**WHAT YOU HAVE TO DO:** Pick up the article below on the Greek word sarx at the point where it stops, and keep writing it.
(PAGE EXCERPT)
Greek: σάρξ (sarx)
English: flesh, human body, earthly body, sinful human nature
by Mark D. Taylor, NLT Bible Translation Committee
The New Testament’s use of the Greek word sarx is both straightforward and complicated. The NLT uses a variety of words to translate sarx. In this article, these different English translations of sarx are marked with yellow highlights for clarity.
The literal meaning of sarx is simply “flesh,” as in the outer layer of the human body. So we read in Hebrews 2:14, “Because God’s children are human beings—made of flesh and blood—the Son also became flesh and blood. For only as a human being could he die, and only by dying could he break the power of the devil, who had the power of death.” Or in Revelation 17:16: “The scarlet beast and his ten horns all hate the prostitute. They will strip her naked, eat her flesh, and burn her remains with fire.”
In a similar sense, sarx can also represent the physical body as a whole. Jesus says to Peter in the Garden of Gethsemane, “Keep watch and pray, so that you will not give in to temptation. For the spirit is willing, but the body is weak” (Matthew 26:41).
Paul makes reference to his present, temporary physical body—in implied contrast to something more permanent—when he writes, “My old self has been crucified with Christ. It is no longer I who live, but Christ lives in me. So I live in this earthly body by trusting the Son of God, who loved me and gave himself for me” (Galatians 2:20).
Sarx can also represent humankind in general, as we see in Luke 3:6, where Luke is quoting Isaiah: “And then all people will see the salvation sent from God.”
It gets more complicated when sarx is used to refer to Jesus’ human existence on earth. In the passage where Jesus says “I am the bread of life,” he goes on to say:
51 “I am the living bread that came down from heaven. Anyone who eats this bread will live forever; and this bread, which I will offer so the world may live, is my flesh.”
(End PAGE EXCERPT)
(LISTED ENTRIES)
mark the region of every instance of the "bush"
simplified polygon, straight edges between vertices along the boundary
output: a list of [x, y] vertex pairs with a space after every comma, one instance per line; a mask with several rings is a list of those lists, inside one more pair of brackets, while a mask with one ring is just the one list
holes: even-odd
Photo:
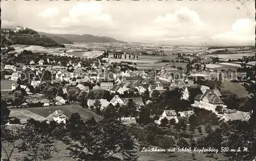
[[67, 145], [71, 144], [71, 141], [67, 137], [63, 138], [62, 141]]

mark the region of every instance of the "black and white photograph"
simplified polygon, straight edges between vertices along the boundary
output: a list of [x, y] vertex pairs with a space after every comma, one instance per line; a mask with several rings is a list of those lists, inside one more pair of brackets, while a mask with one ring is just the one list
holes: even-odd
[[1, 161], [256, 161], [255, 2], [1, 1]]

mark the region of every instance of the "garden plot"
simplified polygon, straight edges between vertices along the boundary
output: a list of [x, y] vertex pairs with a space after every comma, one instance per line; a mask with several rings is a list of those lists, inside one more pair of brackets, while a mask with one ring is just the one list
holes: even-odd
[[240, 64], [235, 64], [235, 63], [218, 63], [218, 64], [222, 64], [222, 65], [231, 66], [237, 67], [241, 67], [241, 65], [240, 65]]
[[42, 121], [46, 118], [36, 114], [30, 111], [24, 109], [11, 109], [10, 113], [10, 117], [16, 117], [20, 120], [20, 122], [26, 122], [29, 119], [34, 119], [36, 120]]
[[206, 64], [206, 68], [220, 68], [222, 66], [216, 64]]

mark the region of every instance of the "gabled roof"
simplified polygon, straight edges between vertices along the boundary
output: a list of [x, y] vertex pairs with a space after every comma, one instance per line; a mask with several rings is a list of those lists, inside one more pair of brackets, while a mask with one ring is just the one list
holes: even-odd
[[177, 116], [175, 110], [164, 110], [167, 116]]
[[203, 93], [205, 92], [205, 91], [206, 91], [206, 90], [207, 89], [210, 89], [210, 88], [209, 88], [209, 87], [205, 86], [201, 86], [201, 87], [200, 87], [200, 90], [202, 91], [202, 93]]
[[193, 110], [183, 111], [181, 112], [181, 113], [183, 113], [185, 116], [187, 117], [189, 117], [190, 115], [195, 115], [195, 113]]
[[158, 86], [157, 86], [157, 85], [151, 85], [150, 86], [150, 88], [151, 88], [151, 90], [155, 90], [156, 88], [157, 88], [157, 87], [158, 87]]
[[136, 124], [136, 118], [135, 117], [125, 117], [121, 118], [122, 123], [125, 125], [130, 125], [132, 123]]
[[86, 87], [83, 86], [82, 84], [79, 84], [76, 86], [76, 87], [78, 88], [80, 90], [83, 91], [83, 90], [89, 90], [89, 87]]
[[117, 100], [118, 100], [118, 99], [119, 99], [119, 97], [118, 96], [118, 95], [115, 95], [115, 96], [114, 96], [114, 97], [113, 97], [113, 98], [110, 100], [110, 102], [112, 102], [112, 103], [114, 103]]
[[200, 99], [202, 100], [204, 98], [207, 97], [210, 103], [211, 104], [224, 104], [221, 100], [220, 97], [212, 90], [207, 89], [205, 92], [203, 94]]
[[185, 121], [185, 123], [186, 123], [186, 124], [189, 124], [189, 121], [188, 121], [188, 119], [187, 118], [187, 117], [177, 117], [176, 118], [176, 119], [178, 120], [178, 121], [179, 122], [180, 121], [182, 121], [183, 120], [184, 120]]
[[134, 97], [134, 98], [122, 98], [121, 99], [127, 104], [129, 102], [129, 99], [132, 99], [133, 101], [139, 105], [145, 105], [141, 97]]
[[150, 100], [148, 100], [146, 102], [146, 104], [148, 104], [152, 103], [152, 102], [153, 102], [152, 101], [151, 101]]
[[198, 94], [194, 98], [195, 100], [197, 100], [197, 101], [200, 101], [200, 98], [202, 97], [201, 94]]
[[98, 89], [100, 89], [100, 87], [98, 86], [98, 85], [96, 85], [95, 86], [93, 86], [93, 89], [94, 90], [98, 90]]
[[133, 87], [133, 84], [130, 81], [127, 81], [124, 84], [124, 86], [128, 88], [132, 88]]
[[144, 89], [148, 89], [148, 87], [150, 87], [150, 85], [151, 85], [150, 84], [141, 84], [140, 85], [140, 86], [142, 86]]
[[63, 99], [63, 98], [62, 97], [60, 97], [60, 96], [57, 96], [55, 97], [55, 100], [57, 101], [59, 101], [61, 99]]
(End LISTED ENTRIES)
(LISTED ENTRIES)
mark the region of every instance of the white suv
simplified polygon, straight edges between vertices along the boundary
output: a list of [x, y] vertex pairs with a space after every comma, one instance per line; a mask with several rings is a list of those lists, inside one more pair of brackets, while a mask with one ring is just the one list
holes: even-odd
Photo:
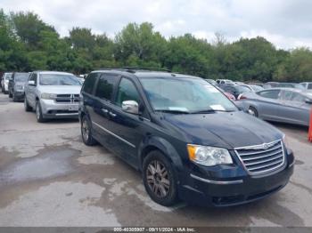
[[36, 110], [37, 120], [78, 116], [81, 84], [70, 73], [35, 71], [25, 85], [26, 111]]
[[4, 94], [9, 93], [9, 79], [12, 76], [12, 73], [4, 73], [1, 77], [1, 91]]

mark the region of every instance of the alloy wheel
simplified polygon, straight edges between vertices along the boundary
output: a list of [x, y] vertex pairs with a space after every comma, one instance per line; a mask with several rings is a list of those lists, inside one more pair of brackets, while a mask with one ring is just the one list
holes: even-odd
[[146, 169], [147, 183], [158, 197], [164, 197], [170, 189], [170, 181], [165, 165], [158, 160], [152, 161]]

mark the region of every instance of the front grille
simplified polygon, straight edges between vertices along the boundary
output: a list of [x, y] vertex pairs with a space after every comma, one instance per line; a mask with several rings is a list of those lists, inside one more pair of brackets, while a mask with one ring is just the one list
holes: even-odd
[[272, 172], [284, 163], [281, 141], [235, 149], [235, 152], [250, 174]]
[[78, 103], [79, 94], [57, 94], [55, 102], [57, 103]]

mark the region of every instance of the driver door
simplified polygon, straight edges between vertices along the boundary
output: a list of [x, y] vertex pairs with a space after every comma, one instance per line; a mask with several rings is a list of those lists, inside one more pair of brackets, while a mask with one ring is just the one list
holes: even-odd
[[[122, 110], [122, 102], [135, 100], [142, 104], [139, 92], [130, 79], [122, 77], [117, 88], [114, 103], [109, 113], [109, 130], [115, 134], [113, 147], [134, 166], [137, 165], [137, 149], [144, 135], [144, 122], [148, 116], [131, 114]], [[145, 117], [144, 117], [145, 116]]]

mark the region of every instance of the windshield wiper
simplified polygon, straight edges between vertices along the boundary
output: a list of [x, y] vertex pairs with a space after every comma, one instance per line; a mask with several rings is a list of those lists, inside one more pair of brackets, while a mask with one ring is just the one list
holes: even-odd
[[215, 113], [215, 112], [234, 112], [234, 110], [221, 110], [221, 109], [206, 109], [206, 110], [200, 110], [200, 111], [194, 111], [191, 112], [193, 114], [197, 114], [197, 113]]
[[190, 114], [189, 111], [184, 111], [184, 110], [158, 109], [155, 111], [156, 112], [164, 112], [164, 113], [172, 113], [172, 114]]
(End LISTED ENTRIES)
**WRITTEN RESPONSE:**
52 Then the people began arguing with each other about what he meant. “How can this man give us his flesh to eat?” they asked.
53 So Jesus said again, “I tell you the truth, unless you eat the flesh of the Son of Man and drink his blood, you cannot have eternal life within you. 54 But anyone who eats my flesh and drinks my blood has eternal life, and I will raise that person at the last day. 55 For my flesh is true food, and my blood is true drink. 56 Anyone who eats my flesh and drinks my blood remains in me, and I in him” (John 6:51-56).
Throughout this passage the NLT renders sarx as “flesh.” Jesus is looking ahead to his death, which would be a sacrifice for humanity. Sarx here refers to his physical, earthly life as the true sustenance (“the living bread”) that people need for eternal life. It is essentially a synonym for the Greek term sōma, which means “body.” Sōma is the term used in connection to the Last Supper: “As they were eating, Jesus took some bread and blessed it. Then he broke it in pieces and gave it to the disciples, saying. ‘Take this and eat it, for this is my body [sōma]’” (Matthew 26:26).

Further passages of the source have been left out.